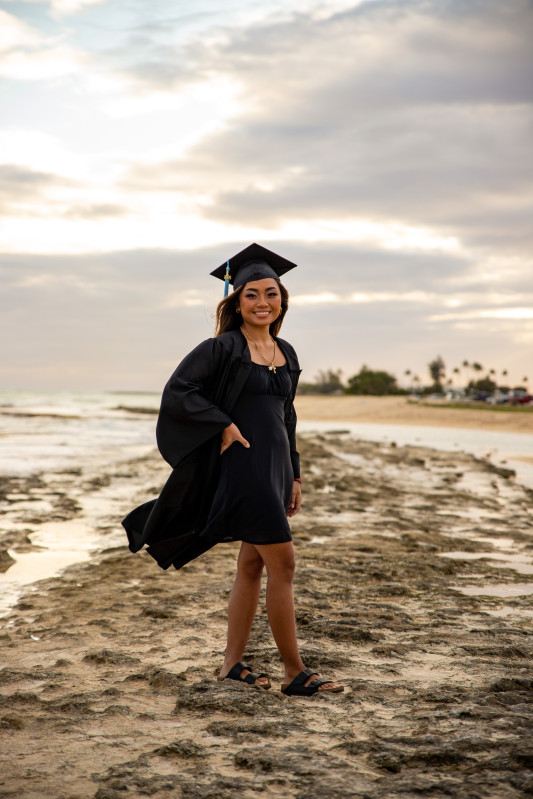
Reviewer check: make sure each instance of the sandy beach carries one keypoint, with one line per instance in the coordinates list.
(396, 410)
(413, 587)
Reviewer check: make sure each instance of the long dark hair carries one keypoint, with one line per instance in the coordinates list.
(227, 317)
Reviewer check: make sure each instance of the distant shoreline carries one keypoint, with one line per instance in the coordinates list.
(397, 410)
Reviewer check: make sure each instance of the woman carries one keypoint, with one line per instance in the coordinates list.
(227, 427)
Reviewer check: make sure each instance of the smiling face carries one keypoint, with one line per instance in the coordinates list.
(260, 302)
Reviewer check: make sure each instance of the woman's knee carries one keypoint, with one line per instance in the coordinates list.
(250, 563)
(282, 568)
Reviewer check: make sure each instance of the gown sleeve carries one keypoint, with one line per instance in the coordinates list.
(187, 417)
(290, 424)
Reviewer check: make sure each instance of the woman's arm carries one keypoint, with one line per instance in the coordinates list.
(187, 418)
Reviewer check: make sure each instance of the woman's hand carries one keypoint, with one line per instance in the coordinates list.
(231, 434)
(296, 499)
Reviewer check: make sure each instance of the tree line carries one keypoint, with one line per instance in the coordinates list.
(470, 376)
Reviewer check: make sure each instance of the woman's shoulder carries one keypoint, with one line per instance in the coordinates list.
(286, 346)
(289, 351)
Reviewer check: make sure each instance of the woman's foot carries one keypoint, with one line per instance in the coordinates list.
(307, 683)
(242, 673)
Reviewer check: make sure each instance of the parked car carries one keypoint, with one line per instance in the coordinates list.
(524, 399)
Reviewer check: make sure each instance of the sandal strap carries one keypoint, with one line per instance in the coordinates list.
(235, 672)
(303, 676)
(252, 678)
(317, 683)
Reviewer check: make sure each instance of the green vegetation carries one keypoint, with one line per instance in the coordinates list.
(465, 381)
(368, 381)
(480, 406)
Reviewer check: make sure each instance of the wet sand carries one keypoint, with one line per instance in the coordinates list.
(396, 410)
(413, 586)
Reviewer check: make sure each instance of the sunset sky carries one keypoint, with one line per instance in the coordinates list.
(384, 146)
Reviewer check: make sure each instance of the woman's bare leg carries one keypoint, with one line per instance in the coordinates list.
(279, 561)
(242, 607)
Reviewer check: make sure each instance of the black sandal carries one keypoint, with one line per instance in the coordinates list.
(251, 679)
(298, 687)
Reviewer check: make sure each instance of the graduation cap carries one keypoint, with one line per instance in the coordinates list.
(253, 263)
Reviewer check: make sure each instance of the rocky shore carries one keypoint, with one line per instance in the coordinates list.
(413, 588)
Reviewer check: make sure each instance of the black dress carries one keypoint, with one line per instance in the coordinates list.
(255, 485)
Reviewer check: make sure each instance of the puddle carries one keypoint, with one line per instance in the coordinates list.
(516, 562)
(500, 589)
(507, 610)
(61, 544)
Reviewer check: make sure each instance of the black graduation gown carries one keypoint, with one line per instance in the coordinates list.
(195, 408)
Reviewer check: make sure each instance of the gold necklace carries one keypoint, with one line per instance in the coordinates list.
(271, 366)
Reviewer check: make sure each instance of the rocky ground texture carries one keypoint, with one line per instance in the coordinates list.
(414, 568)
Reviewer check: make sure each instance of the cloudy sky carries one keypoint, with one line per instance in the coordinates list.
(385, 146)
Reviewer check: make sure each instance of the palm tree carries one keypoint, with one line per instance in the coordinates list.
(456, 371)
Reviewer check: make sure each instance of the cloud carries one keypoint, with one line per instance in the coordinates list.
(388, 112)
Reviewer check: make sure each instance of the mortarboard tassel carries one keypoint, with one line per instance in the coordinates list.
(227, 278)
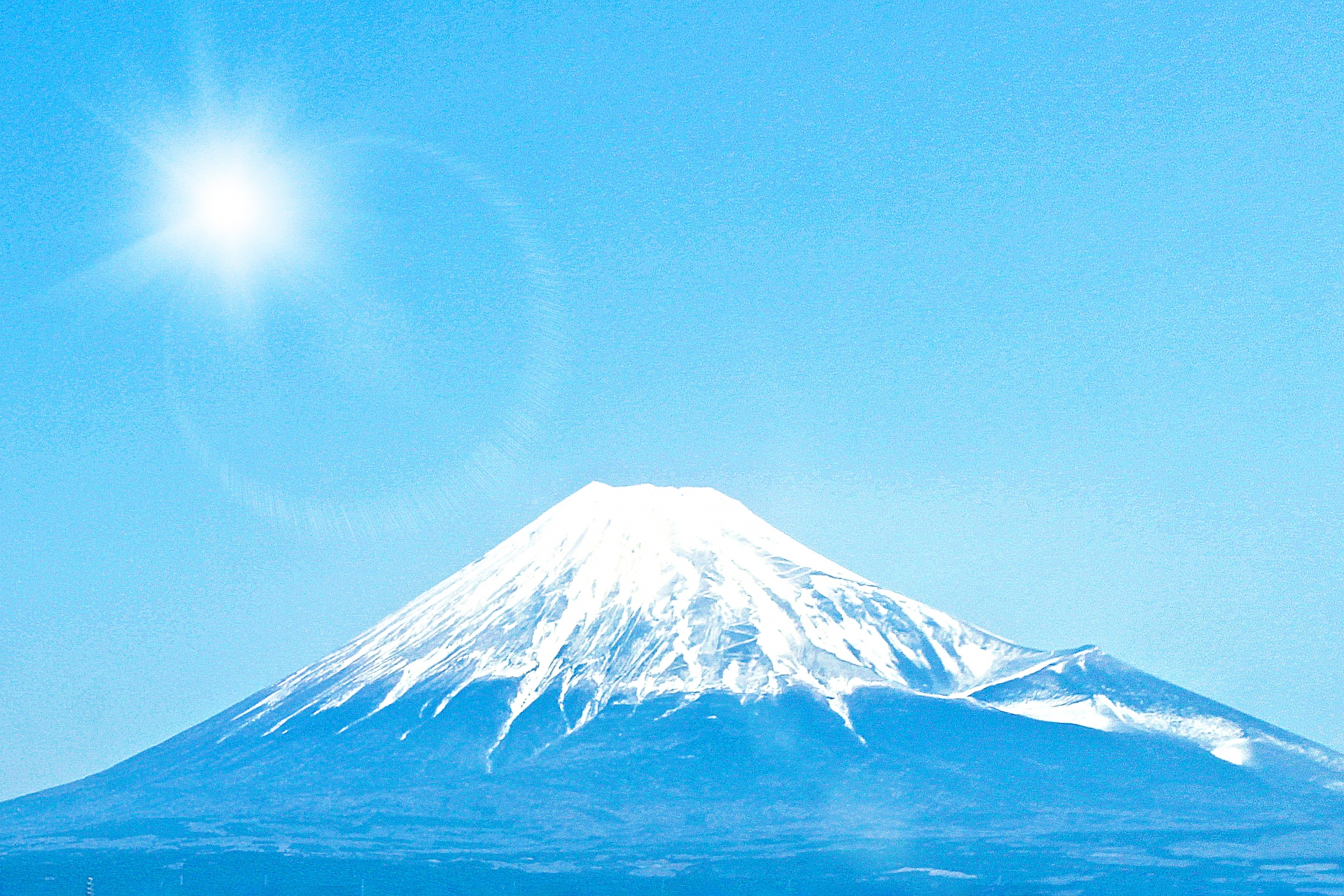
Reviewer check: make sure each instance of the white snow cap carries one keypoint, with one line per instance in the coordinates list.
(628, 593)
(624, 594)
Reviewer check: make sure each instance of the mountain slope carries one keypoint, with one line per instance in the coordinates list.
(652, 672)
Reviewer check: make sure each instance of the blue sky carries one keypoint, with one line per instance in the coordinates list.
(1031, 314)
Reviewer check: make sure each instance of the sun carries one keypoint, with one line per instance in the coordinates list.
(229, 207)
(230, 210)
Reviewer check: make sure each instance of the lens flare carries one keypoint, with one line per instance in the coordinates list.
(230, 211)
(229, 207)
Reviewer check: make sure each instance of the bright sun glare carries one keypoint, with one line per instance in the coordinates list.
(229, 207)
(230, 210)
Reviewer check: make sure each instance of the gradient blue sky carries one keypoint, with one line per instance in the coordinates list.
(1032, 314)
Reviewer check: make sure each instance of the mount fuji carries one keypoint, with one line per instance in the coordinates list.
(651, 690)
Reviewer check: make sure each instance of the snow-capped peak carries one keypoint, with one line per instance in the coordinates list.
(619, 594)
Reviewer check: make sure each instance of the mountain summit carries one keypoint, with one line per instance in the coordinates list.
(655, 678)
(624, 594)
(634, 593)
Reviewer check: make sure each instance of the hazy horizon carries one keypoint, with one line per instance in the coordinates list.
(1032, 316)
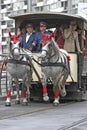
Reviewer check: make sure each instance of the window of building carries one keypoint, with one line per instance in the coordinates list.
(47, 7)
(39, 0)
(3, 6)
(3, 22)
(10, 23)
(53, 6)
(25, 2)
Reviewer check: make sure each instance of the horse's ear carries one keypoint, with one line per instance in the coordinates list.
(10, 35)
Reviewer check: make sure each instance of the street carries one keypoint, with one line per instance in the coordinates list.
(40, 116)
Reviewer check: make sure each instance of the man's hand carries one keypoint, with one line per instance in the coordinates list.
(33, 44)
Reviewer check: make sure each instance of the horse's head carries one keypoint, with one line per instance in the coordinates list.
(14, 45)
(46, 44)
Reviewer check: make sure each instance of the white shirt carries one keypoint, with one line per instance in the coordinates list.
(28, 36)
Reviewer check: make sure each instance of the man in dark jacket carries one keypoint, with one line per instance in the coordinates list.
(28, 38)
(38, 37)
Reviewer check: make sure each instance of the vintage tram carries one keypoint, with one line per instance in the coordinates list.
(76, 84)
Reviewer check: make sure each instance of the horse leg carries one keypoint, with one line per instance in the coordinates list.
(24, 94)
(9, 84)
(62, 82)
(28, 85)
(17, 101)
(44, 85)
(56, 94)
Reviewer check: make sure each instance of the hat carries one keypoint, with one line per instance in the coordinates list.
(29, 25)
(44, 23)
(73, 22)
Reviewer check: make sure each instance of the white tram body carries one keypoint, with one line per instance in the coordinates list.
(76, 84)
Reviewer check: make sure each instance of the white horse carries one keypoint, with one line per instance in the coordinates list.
(18, 68)
(55, 67)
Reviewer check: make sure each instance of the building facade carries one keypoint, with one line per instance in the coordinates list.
(7, 24)
(22, 6)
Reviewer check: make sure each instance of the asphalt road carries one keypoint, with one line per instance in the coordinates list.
(40, 116)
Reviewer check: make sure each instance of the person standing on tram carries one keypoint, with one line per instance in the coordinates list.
(71, 38)
(39, 36)
(59, 36)
(28, 38)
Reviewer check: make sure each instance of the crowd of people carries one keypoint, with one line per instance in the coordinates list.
(65, 37)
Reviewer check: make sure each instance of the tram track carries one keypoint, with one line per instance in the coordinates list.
(74, 124)
(9, 112)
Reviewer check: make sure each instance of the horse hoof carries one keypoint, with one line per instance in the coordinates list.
(17, 102)
(46, 98)
(8, 104)
(25, 103)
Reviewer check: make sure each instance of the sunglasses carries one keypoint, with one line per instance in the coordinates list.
(42, 25)
(72, 24)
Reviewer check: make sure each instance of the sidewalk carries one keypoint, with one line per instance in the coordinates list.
(3, 98)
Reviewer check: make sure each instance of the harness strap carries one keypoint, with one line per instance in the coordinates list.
(18, 62)
(53, 64)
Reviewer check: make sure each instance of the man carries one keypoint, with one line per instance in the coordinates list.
(71, 38)
(28, 38)
(39, 37)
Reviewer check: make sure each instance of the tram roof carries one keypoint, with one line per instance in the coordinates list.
(52, 18)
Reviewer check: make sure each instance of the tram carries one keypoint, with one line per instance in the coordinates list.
(76, 84)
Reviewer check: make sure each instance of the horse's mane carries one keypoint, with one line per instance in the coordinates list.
(56, 47)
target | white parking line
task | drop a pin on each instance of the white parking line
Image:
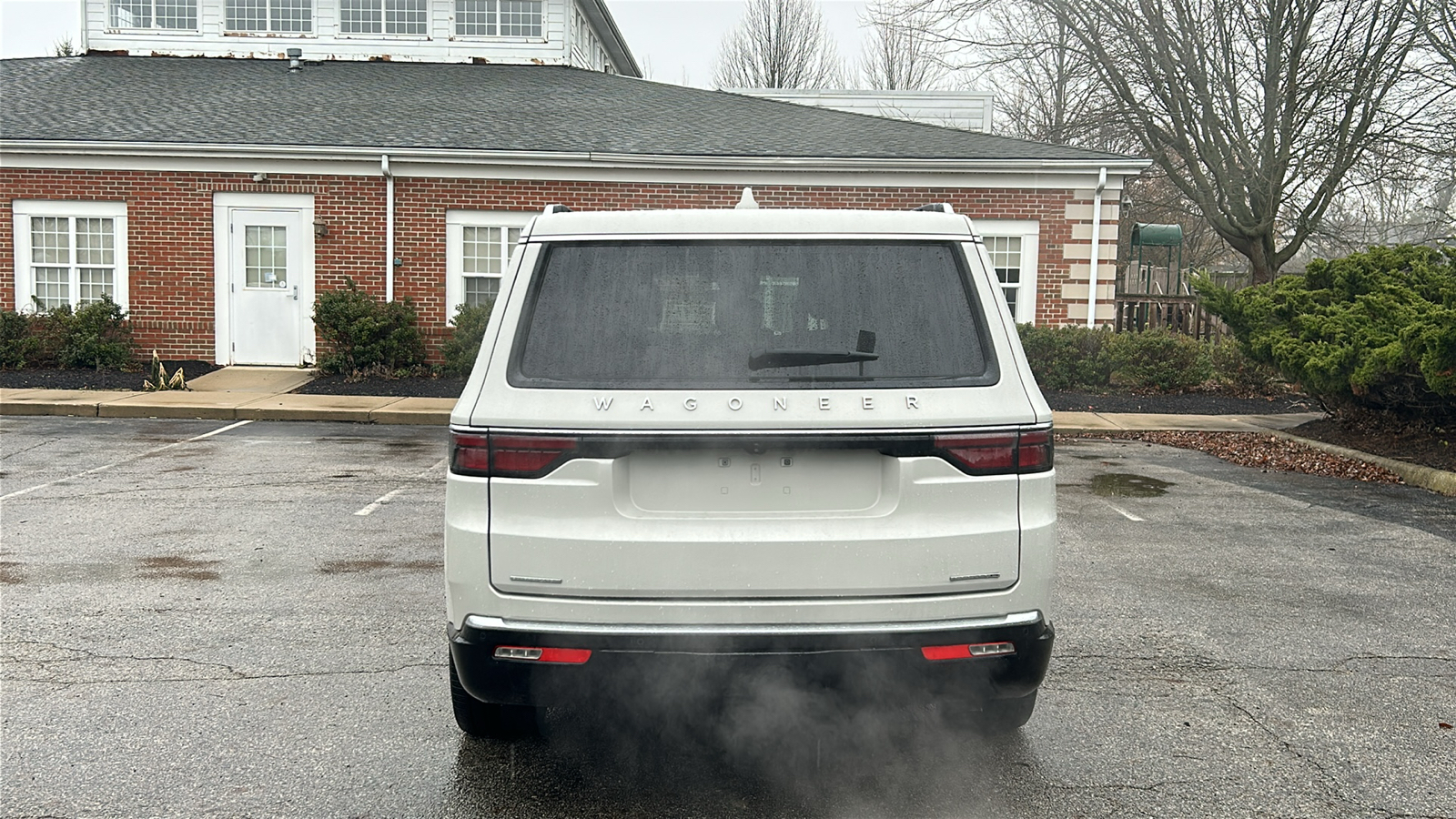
(1126, 513)
(92, 471)
(380, 501)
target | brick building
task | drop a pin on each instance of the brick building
(213, 198)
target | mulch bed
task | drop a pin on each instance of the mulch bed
(1179, 404)
(1261, 450)
(96, 379)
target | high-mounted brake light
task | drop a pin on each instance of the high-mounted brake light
(967, 651)
(1009, 452)
(491, 455)
(564, 656)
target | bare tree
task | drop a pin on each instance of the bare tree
(1254, 109)
(778, 44)
(900, 51)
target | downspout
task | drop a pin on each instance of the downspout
(1097, 238)
(389, 228)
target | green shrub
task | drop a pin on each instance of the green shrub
(1373, 329)
(98, 336)
(465, 344)
(95, 336)
(1158, 359)
(18, 346)
(1067, 358)
(368, 334)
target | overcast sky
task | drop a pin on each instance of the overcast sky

=== Work instructions ===
Write out exactly those lines running from the line with "task | drop a pin on each instance of the downspout" to the end of the data above, the first and last included.

=== Answer box ===
task | drop a pin on each instance of the downspout
(1097, 238)
(389, 228)
target | green shrub
task | drop a pin on each instance of the green shrub
(1373, 329)
(98, 336)
(465, 344)
(95, 336)
(1158, 359)
(18, 346)
(1067, 358)
(368, 334)
target | overcast sky
task | drop a pin on each instance of the overcast sky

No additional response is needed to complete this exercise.